Write the entries out in full, matching them exactly.
----------
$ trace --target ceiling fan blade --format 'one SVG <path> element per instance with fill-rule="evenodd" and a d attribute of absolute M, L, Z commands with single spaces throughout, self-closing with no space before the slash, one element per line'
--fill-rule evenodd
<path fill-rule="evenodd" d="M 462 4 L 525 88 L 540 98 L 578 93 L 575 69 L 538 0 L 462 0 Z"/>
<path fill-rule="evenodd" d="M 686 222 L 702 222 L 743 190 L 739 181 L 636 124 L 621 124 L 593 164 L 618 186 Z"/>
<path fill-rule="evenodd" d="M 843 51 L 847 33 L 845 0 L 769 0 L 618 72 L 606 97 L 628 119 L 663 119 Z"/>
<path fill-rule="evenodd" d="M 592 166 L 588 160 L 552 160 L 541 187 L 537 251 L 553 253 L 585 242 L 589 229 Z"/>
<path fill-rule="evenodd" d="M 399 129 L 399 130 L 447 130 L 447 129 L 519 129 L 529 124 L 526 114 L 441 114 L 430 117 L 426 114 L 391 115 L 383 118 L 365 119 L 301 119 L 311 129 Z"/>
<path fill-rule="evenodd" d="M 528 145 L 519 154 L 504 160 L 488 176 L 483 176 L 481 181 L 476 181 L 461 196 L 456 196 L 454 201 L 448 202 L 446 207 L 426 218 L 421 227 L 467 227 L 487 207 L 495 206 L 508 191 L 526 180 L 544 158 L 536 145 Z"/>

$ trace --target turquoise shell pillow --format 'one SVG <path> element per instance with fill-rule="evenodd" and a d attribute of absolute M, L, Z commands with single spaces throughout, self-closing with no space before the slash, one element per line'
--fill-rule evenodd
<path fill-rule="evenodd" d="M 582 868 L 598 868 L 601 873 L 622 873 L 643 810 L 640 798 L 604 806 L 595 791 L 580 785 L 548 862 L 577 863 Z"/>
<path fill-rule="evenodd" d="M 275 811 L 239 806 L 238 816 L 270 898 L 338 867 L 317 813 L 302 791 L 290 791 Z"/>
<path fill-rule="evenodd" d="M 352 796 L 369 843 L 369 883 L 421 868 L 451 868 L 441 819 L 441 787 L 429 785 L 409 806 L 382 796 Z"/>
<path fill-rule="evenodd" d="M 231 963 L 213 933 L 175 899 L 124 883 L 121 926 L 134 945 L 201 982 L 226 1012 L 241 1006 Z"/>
----------
RESPONSE TO THIS EXERCISE.
$ trace --target ceiling fan blade --format 'one SVG <path> element per instance with fill-rule="evenodd" and a d attribute of absolute M, L, Z commands with single spaces throughout, self-closing with no space before the slash, one element per line'
--fill-rule evenodd
<path fill-rule="evenodd" d="M 462 4 L 525 88 L 540 98 L 578 93 L 575 69 L 538 0 L 462 0 Z"/>
<path fill-rule="evenodd" d="M 686 222 L 702 222 L 743 190 L 739 181 L 636 124 L 621 124 L 593 164 L 618 186 Z"/>
<path fill-rule="evenodd" d="M 843 51 L 847 33 L 845 0 L 769 0 L 618 72 L 606 97 L 628 119 L 663 119 Z"/>
<path fill-rule="evenodd" d="M 592 166 L 588 160 L 552 160 L 541 187 L 537 251 L 553 253 L 585 242 L 589 229 Z"/>
<path fill-rule="evenodd" d="M 399 129 L 399 130 L 447 130 L 447 129 L 519 129 L 529 124 L 526 114 L 441 114 L 430 117 L 426 114 L 391 115 L 383 118 L 365 119 L 301 119 L 311 129 Z"/>
<path fill-rule="evenodd" d="M 528 145 L 519 154 L 504 160 L 488 176 L 483 176 L 481 181 L 476 181 L 461 196 L 456 196 L 454 201 L 448 202 L 446 207 L 426 218 L 421 227 L 467 227 L 487 207 L 495 206 L 508 191 L 526 180 L 544 158 L 536 145 Z"/>

$ trace --target turquoise shell pillow --format 'one SVG <path> element per instance with fill-rule="evenodd" and a d attribute of absolute M, L, Z commands with single spaces throughout, self-closing with no space before the slash, one element per line'
--fill-rule evenodd
<path fill-rule="evenodd" d="M 582 868 L 598 868 L 601 873 L 622 873 L 643 810 L 640 798 L 604 806 L 595 791 L 580 785 L 548 862 L 577 863 Z"/>
<path fill-rule="evenodd" d="M 275 811 L 239 806 L 238 816 L 270 898 L 338 867 L 317 813 L 302 791 L 290 791 Z"/>
<path fill-rule="evenodd" d="M 352 796 L 369 843 L 369 883 L 421 868 L 451 868 L 441 819 L 441 787 L 429 785 L 409 806 L 382 796 Z"/>
<path fill-rule="evenodd" d="M 231 963 L 213 933 L 175 899 L 124 883 L 121 926 L 134 945 L 201 982 L 226 1012 L 241 1006 Z"/>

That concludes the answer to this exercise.